*** SOURCE TEXT Section Begins ***

It is partly a matter of texture. Venice is a place of voluptuous materials, her buildings inlaid with marbles and porphyries, cipol-lino, verd-antico, jasper, marmo greco, polished granite and alabaster. She is instinct with soft seductive textiles, like the silks that Wagner hung around his bedrooms – the velvets, taffetas, damasks and satins that her merchants brought home from the East, in the days when all the ravishing delicacies of the Orient passed this way in a cloud of spice. When the rain streams down the marble façades of the Basilica, the very slabs seem covered in some breathtaking brocade. Even the waters of Venice sometimes look like shot silk. Even the floor of the Piazza feels yielding, when the moonlight shines upon it. Even the mud is womb-like and unguent.

*** SOURCE TEXT Section Ends ***
*** GIVEN RECORDS Section Begins ***

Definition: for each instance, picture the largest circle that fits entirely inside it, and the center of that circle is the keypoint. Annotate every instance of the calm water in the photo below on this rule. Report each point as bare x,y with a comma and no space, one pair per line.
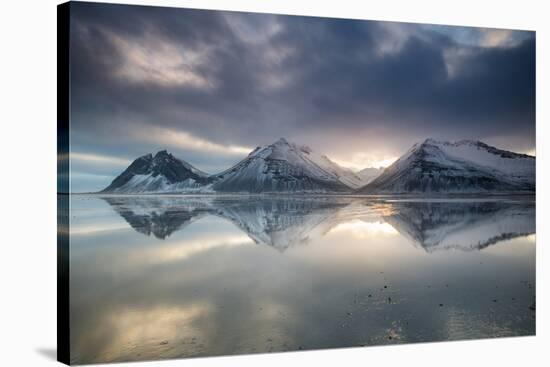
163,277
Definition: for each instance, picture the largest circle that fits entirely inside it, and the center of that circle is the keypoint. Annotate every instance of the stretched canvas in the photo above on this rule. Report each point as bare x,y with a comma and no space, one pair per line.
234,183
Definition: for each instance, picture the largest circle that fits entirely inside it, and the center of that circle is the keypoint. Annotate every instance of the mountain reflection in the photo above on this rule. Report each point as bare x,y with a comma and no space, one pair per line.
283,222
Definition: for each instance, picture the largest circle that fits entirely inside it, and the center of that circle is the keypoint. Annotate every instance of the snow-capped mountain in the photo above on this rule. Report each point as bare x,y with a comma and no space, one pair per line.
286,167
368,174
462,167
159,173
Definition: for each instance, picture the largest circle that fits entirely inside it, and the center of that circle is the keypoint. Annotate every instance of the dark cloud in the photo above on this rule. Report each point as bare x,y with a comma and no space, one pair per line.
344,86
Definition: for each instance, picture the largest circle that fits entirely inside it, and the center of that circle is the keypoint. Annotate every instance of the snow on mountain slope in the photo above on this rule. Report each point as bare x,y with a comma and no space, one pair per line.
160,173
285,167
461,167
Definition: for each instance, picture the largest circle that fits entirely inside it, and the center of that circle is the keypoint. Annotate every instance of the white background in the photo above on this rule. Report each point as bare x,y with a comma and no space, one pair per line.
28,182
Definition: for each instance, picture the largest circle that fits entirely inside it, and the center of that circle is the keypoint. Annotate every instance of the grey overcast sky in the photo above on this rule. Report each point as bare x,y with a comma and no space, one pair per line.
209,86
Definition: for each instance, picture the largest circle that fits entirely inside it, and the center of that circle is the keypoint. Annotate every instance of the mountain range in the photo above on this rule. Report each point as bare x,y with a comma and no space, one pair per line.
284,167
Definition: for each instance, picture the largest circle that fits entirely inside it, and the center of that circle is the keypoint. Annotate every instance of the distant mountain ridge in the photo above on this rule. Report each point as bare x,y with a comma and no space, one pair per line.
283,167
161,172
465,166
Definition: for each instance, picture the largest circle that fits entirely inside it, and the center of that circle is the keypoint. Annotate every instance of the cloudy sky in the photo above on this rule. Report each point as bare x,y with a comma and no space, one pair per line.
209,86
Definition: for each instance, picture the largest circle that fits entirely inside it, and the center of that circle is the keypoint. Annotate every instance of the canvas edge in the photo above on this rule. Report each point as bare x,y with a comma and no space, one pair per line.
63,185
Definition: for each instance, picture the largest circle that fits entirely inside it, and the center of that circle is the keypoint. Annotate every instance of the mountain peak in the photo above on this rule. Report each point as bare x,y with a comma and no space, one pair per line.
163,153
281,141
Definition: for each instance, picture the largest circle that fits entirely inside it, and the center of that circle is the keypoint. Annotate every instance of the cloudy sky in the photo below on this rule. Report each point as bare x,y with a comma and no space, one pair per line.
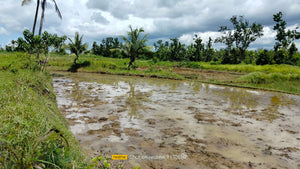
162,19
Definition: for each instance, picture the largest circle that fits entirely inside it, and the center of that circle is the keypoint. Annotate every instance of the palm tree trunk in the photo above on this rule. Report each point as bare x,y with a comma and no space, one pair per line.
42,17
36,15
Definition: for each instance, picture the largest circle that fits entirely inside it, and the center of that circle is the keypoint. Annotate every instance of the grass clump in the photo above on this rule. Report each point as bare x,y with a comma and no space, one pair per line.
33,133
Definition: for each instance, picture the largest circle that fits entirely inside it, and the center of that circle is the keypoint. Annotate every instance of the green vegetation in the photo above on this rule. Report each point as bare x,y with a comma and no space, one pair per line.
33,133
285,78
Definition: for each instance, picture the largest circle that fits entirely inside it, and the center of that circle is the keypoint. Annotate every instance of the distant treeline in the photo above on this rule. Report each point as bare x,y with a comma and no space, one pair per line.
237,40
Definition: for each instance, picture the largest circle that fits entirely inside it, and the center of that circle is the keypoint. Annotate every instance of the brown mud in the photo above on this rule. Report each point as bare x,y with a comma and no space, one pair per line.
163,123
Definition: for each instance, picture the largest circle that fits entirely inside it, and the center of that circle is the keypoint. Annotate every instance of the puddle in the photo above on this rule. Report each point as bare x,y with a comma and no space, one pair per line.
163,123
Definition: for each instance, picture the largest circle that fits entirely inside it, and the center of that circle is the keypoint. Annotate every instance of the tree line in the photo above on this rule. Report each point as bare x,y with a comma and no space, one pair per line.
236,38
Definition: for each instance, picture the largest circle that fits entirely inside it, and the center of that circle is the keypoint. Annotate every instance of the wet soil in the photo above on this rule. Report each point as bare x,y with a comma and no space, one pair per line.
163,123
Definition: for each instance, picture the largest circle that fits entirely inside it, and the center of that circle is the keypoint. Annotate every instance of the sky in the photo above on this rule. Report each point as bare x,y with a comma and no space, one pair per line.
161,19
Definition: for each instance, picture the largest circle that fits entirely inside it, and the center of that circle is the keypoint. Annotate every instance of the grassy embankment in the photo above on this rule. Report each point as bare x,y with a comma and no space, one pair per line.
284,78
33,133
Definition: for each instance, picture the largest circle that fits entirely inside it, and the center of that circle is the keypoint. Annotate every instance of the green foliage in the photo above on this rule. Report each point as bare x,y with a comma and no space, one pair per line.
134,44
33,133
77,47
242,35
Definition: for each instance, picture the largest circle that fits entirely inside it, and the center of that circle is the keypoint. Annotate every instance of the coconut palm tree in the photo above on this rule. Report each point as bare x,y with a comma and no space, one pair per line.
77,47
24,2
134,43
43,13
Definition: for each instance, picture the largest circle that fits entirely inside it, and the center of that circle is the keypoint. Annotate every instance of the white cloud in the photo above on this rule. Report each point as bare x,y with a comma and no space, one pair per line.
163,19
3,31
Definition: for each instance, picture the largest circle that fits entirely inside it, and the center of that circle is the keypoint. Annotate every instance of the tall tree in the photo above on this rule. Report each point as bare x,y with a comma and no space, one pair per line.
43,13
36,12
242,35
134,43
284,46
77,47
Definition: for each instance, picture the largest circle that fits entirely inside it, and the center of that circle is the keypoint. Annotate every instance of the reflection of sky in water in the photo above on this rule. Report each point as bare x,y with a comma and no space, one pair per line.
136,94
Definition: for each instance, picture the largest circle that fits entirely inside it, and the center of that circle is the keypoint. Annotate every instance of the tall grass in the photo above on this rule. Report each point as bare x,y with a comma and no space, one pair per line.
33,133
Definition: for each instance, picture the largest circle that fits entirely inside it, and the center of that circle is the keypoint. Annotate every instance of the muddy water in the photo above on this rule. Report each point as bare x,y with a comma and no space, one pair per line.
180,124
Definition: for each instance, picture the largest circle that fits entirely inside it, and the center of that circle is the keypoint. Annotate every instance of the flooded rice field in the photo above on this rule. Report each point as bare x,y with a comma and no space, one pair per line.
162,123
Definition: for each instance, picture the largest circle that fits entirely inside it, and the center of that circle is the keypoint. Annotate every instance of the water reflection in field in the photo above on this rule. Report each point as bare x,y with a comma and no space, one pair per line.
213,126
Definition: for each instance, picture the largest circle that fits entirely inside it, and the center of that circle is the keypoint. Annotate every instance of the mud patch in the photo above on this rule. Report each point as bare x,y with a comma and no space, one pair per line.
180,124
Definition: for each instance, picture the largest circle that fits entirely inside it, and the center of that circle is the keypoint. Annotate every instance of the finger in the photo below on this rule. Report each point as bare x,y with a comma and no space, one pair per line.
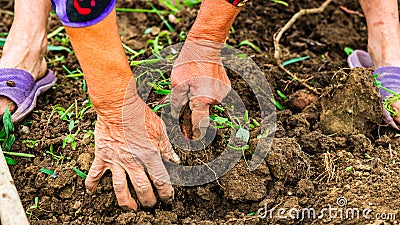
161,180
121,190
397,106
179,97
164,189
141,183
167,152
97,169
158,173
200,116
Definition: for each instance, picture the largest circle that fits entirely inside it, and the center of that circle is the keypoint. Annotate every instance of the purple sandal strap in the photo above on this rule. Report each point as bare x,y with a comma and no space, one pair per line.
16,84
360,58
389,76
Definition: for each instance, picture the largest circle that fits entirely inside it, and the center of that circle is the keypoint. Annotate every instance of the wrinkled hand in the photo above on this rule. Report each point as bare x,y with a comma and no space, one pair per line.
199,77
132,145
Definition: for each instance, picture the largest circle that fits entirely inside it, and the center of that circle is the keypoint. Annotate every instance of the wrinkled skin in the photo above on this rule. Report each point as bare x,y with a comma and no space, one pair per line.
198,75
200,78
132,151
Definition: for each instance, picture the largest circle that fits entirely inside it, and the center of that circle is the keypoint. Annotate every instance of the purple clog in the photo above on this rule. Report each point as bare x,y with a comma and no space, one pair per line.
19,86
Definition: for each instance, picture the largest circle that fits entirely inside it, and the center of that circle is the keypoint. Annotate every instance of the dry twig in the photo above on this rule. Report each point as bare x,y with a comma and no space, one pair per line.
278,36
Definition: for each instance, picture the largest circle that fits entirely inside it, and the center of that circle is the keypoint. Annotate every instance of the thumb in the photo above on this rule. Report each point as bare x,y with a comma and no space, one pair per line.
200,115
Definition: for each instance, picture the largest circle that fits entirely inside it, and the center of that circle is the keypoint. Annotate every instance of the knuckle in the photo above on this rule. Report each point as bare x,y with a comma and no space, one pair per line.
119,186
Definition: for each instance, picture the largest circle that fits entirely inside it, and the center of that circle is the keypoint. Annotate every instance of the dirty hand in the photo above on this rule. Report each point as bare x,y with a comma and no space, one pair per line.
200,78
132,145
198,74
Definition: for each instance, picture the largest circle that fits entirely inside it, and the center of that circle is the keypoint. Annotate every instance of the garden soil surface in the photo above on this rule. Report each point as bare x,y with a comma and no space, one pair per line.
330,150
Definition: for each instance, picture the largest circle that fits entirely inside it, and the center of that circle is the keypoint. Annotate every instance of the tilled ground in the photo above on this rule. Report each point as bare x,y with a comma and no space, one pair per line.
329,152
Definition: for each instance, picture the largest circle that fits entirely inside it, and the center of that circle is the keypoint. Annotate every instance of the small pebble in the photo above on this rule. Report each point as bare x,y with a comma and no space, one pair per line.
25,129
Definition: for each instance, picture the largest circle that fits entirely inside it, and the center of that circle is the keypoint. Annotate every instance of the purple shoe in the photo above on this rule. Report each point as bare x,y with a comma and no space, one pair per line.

*** GIVEN RECORDS Section Ends ***

• [TASK OBJECTIVE]:
Could you condense the paragraph of the Venice passage that opens "It is partly a matter of texture" into a bulleted list that keeps its main facts?

• [REPLY TO THE TASK]:
- Part of Venice's appeal is a matter of texture.
- Its buildings are inlaid with rich stones: marbles, porphyries, cipollino, verd-antico, jasper, marmo greco, polished granite and alabaster.
- It is full of soft textiles like the silks Wagner hung around his bedrooms: velvets, taffetas, damasks and satins that merchants brought from the East when Oriental luxuries passed through the city.
- In the rain, the Basilica's marble slabs seem covered in brocade.
- The waters sometimes look like shot silk.
- Under moonlight, the floor of the Piazza feels yielding.
- Even the mud is womb-like and unguent.